Un governo d’emergenza ormai inevitabile è ben diverso dal sogno, o forse dall’utopia politica, della prima Italia democratica, o dai governi di “compromesso storico” o l’esecutivo Ciampi. Questa stagione tra antipodi è un terreno minato, spiega Alessandro Volpi

Mario Draghi accompagnato da Giovanni Grasso, consigliere del Presidente Mattarella-© Paolo Giandotti - Quirinale

C’è un aspetto della stampa italiana che davvero colpisce. Si tratta della volontà di trovare precedenti storici ai fatti di attualità; nella stragrande maggioranza dei casi il risultato di tale sforzo produce delle inutili e pericolose forzature.
L’accostamento, fatto in questi giorni da alcuni quotidiani, del costituendo esecutivo Draghi ai governi italiani che si successero a partire dall’esecutivo Bonomi del giugno del 1944 è improponibile. Nel governo Bonomi, ancor di più nel successivo governo guidato da Ferruccio Parri e, sia pur pur con tratti diversi, nei primi tre gabinetti De Gasperi, erano presenti le forze del Comitato di Liberazione Nazionale che, per quanto distanti sul piano ideologico, avevano due elementi costituenti comuni.
Il primo era rappresentato dall’antifascismo e dalla necessità di condurre insieme una guerra contro i tedeschi -in particolare i governi Bonomi e Parri- che non solo aveva consentito di superare i distinguo ma aveva rappresentato un vero e proprio tratto fondante, un valore a cui legarsi in modo unitario.
Il secondo, spesso trascurato, era individuabile nello “spirito costituente”, che conteneva molti aspetti di una visione comune della futura Italia. Le culture politiche cattolico-democratica, socialcomunista e liberal-radicale si riconoscevano in una dimensione “popolare” dell’ordinamento democratico in grado di superare le disuguaglianze sociali ed economiche e di realizzare una nozione di cittadinanza finalizzata ad “abolire la miseria”, per citare un centrale testo di Ernesto Rossi.

----

■ CONSEGNA 1 ■
Estrai dall'articolo sul governo Draghi il passo che comincia con "L’accostamento, fatto in" e termina con "elementi costituenti comuni.", riportandolo senza alcuna modifica.
L'articolo e i record sono materiali distinti, senza legami tra loro.

Record di etichettatura dei contorni:
----

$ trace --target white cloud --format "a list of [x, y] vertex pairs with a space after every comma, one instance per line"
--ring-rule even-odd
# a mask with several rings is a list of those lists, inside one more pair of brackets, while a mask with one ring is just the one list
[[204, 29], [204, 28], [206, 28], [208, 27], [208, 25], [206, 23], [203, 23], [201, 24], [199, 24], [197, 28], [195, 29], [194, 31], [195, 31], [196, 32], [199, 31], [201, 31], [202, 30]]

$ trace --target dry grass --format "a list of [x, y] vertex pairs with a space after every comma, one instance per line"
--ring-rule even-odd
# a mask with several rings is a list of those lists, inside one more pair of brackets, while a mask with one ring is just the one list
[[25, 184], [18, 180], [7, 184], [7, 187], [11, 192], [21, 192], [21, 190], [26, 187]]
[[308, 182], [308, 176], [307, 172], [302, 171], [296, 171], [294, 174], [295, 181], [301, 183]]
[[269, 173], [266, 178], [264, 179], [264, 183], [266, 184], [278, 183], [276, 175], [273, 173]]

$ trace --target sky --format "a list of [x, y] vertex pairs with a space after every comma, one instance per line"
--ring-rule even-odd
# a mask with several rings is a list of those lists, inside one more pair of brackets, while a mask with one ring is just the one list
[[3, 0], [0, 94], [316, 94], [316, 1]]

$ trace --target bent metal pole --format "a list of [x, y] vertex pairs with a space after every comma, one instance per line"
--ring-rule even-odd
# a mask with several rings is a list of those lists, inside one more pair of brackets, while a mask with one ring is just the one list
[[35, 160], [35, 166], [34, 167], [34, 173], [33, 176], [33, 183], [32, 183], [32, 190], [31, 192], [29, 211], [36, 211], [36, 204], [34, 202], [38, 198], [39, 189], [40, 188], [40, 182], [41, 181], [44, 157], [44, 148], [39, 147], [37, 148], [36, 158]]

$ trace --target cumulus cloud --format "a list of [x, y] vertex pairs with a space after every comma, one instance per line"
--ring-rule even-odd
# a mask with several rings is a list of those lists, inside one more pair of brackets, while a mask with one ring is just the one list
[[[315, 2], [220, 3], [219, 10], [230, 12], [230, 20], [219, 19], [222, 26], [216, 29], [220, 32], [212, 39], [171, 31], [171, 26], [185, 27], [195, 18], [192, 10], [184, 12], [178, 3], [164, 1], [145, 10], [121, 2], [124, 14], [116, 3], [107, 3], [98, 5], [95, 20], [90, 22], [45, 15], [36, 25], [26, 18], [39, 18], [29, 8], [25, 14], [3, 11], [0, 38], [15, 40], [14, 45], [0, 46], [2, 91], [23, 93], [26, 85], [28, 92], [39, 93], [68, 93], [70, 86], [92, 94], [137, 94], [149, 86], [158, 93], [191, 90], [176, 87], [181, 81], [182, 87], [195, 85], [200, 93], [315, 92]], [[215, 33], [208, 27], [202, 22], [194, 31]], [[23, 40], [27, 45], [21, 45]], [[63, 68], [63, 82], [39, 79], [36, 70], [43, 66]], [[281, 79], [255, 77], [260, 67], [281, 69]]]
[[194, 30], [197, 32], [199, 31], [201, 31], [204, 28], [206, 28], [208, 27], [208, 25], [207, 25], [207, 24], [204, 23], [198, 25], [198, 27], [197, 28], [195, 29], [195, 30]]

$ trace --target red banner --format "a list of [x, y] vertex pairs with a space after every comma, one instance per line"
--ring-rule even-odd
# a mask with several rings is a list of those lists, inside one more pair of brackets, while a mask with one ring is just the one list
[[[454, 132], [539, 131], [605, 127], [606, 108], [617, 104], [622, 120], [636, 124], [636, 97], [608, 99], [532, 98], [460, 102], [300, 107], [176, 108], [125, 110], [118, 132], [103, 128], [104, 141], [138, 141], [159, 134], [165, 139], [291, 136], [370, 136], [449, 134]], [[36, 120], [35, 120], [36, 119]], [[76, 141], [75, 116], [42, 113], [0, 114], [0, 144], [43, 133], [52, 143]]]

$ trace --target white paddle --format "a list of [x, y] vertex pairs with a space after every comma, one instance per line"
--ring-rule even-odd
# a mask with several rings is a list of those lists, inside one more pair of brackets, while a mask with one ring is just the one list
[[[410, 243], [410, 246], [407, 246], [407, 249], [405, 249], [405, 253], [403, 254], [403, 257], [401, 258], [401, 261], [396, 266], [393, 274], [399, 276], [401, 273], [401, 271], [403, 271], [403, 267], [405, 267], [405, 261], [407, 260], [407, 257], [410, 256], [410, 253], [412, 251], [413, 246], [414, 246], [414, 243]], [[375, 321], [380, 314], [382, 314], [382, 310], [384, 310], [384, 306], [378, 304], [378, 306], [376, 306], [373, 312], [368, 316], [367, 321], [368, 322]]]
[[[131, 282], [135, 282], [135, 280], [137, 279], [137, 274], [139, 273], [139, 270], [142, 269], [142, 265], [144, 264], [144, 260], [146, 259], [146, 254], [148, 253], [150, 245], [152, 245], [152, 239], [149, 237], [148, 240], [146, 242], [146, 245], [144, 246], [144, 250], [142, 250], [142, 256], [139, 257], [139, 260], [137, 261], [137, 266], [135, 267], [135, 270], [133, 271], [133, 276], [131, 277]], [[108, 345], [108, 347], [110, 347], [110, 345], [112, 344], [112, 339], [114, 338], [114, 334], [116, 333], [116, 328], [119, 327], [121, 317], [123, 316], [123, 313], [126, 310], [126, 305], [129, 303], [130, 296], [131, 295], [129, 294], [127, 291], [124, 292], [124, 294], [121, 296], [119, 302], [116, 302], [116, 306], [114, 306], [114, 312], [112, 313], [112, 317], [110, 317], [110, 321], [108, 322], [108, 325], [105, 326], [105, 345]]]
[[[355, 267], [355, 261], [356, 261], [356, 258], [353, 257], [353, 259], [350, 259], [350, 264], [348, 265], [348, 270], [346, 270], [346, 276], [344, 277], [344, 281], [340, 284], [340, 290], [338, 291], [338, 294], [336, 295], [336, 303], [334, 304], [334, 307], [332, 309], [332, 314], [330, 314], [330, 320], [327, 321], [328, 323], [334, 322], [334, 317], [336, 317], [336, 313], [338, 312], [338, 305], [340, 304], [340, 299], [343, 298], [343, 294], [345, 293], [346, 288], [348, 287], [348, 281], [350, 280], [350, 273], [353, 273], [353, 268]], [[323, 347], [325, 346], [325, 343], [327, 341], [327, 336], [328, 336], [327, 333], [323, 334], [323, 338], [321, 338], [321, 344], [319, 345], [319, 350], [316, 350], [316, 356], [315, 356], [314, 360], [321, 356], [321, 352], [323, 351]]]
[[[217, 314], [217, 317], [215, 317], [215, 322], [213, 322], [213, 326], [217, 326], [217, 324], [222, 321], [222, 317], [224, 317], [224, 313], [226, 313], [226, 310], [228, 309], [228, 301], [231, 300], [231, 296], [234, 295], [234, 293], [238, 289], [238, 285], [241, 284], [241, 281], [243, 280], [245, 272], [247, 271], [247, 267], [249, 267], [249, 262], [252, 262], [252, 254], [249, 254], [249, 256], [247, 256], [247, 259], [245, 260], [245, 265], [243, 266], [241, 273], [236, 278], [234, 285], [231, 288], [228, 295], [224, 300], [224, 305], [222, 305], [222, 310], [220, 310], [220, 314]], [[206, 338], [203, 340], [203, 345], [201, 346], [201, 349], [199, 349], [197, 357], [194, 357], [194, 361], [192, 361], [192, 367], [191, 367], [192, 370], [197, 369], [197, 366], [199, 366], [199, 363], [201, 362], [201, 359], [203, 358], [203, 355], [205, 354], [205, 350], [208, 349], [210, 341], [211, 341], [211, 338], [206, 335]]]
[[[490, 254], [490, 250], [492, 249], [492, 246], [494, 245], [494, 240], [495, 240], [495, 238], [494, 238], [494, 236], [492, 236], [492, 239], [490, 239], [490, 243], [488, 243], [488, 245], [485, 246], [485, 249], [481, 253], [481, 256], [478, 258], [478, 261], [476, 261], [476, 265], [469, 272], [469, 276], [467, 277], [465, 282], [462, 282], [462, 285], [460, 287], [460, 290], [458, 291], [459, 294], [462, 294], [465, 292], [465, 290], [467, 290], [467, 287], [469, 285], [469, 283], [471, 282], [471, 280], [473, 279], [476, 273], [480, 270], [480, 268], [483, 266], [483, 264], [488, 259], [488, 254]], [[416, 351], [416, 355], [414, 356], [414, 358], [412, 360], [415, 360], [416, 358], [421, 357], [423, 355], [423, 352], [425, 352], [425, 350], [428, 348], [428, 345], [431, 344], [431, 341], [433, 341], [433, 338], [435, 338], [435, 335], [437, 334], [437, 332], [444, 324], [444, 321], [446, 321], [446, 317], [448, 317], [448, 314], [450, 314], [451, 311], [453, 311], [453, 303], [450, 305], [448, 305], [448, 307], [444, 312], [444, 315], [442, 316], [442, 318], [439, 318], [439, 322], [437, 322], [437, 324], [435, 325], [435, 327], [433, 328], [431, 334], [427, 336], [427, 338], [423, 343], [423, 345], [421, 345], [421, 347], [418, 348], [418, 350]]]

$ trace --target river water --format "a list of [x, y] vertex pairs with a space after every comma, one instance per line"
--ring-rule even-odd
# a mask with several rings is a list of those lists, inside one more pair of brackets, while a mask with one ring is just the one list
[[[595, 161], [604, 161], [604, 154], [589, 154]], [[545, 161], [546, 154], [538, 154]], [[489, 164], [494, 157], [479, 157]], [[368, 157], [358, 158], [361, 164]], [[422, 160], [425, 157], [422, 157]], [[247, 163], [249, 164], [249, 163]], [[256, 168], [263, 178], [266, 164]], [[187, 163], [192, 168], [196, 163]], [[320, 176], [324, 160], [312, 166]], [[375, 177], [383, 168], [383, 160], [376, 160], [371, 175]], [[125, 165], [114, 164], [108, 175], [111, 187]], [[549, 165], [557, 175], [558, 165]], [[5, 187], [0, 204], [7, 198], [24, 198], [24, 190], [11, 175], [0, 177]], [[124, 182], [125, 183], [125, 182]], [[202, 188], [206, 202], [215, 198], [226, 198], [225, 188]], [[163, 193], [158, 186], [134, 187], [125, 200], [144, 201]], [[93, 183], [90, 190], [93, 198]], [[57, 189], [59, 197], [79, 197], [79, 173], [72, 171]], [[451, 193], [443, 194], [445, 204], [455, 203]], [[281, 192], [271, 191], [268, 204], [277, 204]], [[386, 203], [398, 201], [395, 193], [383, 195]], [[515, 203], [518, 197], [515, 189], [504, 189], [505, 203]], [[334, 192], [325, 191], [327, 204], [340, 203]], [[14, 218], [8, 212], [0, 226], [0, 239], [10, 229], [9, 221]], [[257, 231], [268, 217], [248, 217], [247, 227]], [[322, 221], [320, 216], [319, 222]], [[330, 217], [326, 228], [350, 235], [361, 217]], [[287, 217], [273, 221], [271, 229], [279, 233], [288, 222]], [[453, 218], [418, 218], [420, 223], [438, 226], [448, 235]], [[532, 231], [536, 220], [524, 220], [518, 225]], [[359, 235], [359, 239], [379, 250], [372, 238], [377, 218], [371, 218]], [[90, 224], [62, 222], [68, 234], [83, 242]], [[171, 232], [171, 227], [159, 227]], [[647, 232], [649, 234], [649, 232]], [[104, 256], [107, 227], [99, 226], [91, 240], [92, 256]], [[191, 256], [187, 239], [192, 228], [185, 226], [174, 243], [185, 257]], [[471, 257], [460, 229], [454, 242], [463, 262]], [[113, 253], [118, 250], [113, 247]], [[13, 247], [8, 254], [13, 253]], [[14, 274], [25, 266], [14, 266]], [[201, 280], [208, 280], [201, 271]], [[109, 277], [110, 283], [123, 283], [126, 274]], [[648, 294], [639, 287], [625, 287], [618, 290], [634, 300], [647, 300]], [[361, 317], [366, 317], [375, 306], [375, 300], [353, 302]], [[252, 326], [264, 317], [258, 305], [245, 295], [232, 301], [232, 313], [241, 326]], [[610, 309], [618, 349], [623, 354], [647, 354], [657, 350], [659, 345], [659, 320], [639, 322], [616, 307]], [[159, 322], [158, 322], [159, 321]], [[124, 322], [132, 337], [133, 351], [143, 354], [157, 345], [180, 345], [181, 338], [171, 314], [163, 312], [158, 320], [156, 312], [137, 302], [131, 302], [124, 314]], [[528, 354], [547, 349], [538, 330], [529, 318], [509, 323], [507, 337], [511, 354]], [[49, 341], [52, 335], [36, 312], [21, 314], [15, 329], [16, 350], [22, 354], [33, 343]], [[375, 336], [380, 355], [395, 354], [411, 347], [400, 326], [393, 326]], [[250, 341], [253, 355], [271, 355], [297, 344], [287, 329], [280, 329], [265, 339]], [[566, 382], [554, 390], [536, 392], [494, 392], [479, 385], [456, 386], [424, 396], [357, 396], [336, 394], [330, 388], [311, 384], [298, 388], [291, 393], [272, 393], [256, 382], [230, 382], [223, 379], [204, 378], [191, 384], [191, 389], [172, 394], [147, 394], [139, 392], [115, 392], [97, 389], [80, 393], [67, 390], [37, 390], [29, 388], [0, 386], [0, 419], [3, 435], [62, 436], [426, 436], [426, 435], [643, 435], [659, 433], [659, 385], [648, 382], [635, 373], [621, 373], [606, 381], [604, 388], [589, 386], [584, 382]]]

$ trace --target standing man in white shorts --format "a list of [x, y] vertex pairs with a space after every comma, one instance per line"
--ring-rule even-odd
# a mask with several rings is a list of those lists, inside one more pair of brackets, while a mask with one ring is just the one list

----

■ CONSEGNA 2 ■
Converti in un CSV a due colonne, intitolate richiesta e risposta, i record compresi tra la riga che contiene "trace --target cumulus" e la riga che contiene "29], [195, 30]]", estremi inclusi, con una riga per ogni richiesta. Inserisci ciascun testo in un solo campo tra virgolette, trasformando gli a capo in spazi.

■ RISPOSTA SCRITTA 1 ■
L’accostamento, fatto in questi giorni da alcuni quotidiani, del costituendo esecutivo Draghi ai governi italiani che si successero a partire dall’esecutivo Bonomi del giugno del 1944 è improponibile. Nel governo Bonomi, ancor di più nel successivo governo guidato da Ferruccio Parri e, sia pur pur con tratti diversi, nei primi tre gabinetti De Gasperi, erano presenti le forze del Comitato di Liberazione Nazionale che, per quanto distanti sul piano ideologico, avevano due elementi costituenti comuni.

■ RISPOSTA SCRITTA 2 ■
richiesta,risposta
"$ trace --target cumulus cloud --format ""a list of [x, y] vertex pairs with a space after every comma, one instance per line"" --ring-rule even-odd # a mask with several rings is a list of those lists, inside one more pair of brackets, while a mask with one ring is just the one list","[[[315, 2], [220, 3], [219, 10], [230, 12], [230, 20], [219, 19], [222, 26], [216, 29], [220, 32], [212, 39], [171, 31], [171, 26], [185, 27], [195, 18], [192, 10], [184, 12], [178, 3], [164, 1], [145, 10], [121, 2], [124, 14], [116, 3], [107, 3], [98, 5], [95, 20], [90, 22], [45, 15], [36, 25], [26, 18], [39, 18], [29, 8], [25, 14], [3, 11], [0, 38], [15, 40], [14, 45], [0, 46], [2, 91], [23, 93], [26, 85], [28, 92], [39, 93], [68, 93], [70, 86], [92, 94], [137, 94], [149, 86], [158, 93], [191, 90], [176, 87], [181, 81], [182, 87], [195, 85], [200, 93], [315, 92]], [[215, 33], [208, 27], [202, 22], [194, 31]], [[23, 40], [27, 45], [21, 45]], [[63, 68], [63, 82], [39, 79], [36, 70], [43, 66]], [[281, 79], [255, 77], [260, 67], [281, 69]]] [[194, 30], [197, 32], [199, 31], [201, 31], [204, 28], [206, 28], [208, 27], [208, 25], [207, 25], [207, 24], [204, 23], [198, 25], [198, 27], [197, 28], [195, 29], [195, 30]]"